-- Description of the task --
Copy the data exactly. Images are to be left out.

___ Provided records

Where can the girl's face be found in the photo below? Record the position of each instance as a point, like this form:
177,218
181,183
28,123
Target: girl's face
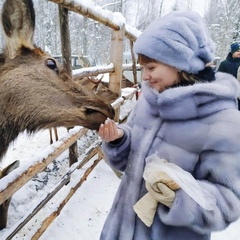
159,75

______

-- Exercise response --
Where can the girl's face be found in the photo below? Record the position of each instance as a point, like this form:
177,218
181,183
28,123
Target: girl's face
159,75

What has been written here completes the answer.